§ **Consigne a**
Réécris le passage du fil de discussion compris entre "j'ai renversé du" et "nettoyer soi-meme ?" inclus, en remplaçant "powerbook g4" par "macbook pro".

◇ ◇ ◇ ◇

# nettoyer clavier quand touches répondent plus



## crew2356 (26 Mai 2008)

salut,

j'ai renversé du coca sur mon portable powerbook g4 et depuis des touches ne répondent plus.
quelle est la meilleure manière d'y remédier ?
peut-on démonter le clavier et le nettoyer soi-meme ?

merci 

romain​


----------



## natael (27 Mai 2008)

Salut...

A mon travail, nous avons un departement "informatique" et je sais que eux utilise de l'ethanol pour ce genre de probleme. 
Ma copine avait renverse du jus d'orange sur son ordinateur. Ses touches collaient toutes, certaines repondaient plus du tout.


Alors, a tes risques et peril cependant, car son ordi etait un PC dont on pouvait separer le clavier+son electronique endomagee du reste de la structure, ce qui n'est pas le cas des macbooks. Je n'ai aucune idee de comment un macbook reagirait.
Par ailleurs, le jus d'orange a un taux d'acidite bien plus faible que le coca. Le coca a un pH de l'ordre de 2... c'est extremement acide, de l'ordre des sucs gastriques. Donc la corrosion se fait tres tres vite dans ce cas. J'ai peur que ce soit trop tard pour ton affaire. Le fait que les touches repondent plus sont certainement dus a la corrosion, plutot qu'un court-circuit du a du sucre solidifie (le sucre est conducteur... si si !!!  ) qui avait pu etre dissous et evapore avec l'ethanol.

L'ethanol est un alcool tres volatile. Il n'est pas corrosif. Tu peux essayer d'enlever la batterie de ton mac, je sais meme pas si ca se fait !! Mais peut-etre on pourra te renseigner !!!!

◇ ◇ ◇ ◇

§ **Consigne b**
Recopie chaque ligne des entrées qui contient la chaîne "grass", en tenant compte de la casse.

◇ ◇ ◇ ◇

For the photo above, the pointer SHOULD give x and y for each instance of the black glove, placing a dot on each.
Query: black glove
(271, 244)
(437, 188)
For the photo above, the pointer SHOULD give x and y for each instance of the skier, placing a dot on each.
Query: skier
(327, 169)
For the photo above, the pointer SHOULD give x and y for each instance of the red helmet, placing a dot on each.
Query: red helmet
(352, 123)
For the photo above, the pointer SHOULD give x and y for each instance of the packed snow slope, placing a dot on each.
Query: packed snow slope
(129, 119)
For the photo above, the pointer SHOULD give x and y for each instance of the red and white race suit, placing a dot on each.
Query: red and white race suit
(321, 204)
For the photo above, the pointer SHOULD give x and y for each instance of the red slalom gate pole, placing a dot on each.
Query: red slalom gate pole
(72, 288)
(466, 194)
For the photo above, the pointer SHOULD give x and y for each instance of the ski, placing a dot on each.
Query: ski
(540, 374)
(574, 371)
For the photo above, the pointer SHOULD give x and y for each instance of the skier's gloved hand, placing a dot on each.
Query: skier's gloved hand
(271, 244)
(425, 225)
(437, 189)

◇ ◇ ◇ ◇

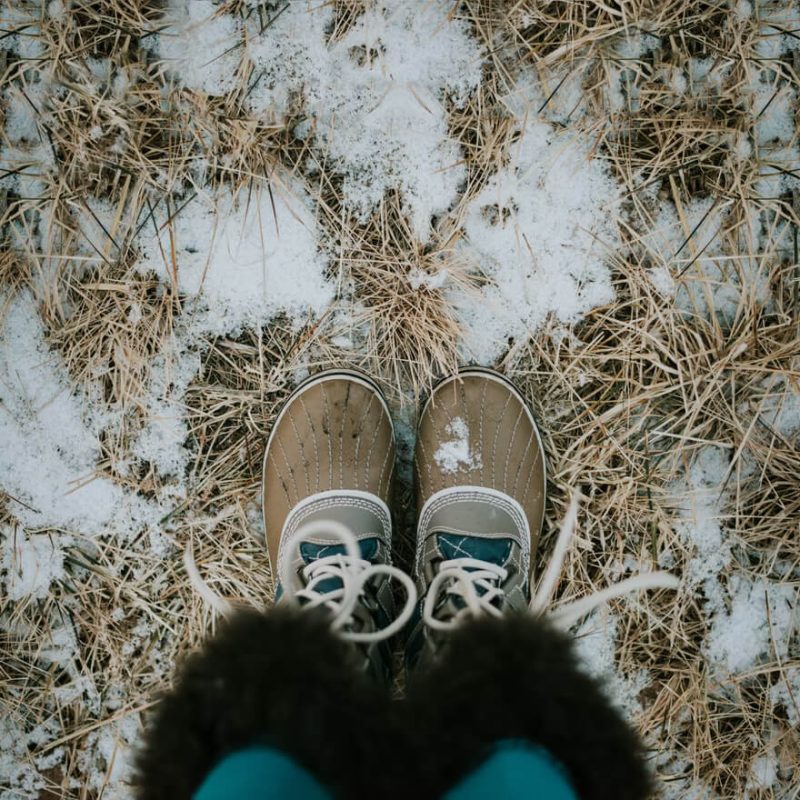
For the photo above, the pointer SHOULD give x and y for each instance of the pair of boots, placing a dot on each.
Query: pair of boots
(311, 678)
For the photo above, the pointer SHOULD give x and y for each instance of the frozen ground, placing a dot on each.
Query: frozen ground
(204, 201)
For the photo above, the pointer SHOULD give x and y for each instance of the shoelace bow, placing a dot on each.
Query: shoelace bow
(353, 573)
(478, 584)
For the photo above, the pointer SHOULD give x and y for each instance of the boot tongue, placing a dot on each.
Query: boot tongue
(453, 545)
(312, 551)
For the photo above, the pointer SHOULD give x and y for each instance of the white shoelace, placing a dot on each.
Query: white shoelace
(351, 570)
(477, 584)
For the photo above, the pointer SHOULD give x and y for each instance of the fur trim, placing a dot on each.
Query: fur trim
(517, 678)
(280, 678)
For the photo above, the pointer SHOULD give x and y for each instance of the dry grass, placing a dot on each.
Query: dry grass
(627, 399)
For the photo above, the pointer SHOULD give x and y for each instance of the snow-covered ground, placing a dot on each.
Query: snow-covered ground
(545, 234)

◇ ◇ ◇ ◇

§ **Réponse complète a**
j'ai renversé du coca sur mon portable macbook pro et depuis des touches ne répondent plus.
quelle est la meilleure manière d'y remédier ?
peut-on démonter le clavier et le nettoyer soi-meme ?

§ **Réponse complète b**
For the photo above, the pointer SHOULD give x and y for each instance of the dry grass, placing a dot on each.
Query: dry grass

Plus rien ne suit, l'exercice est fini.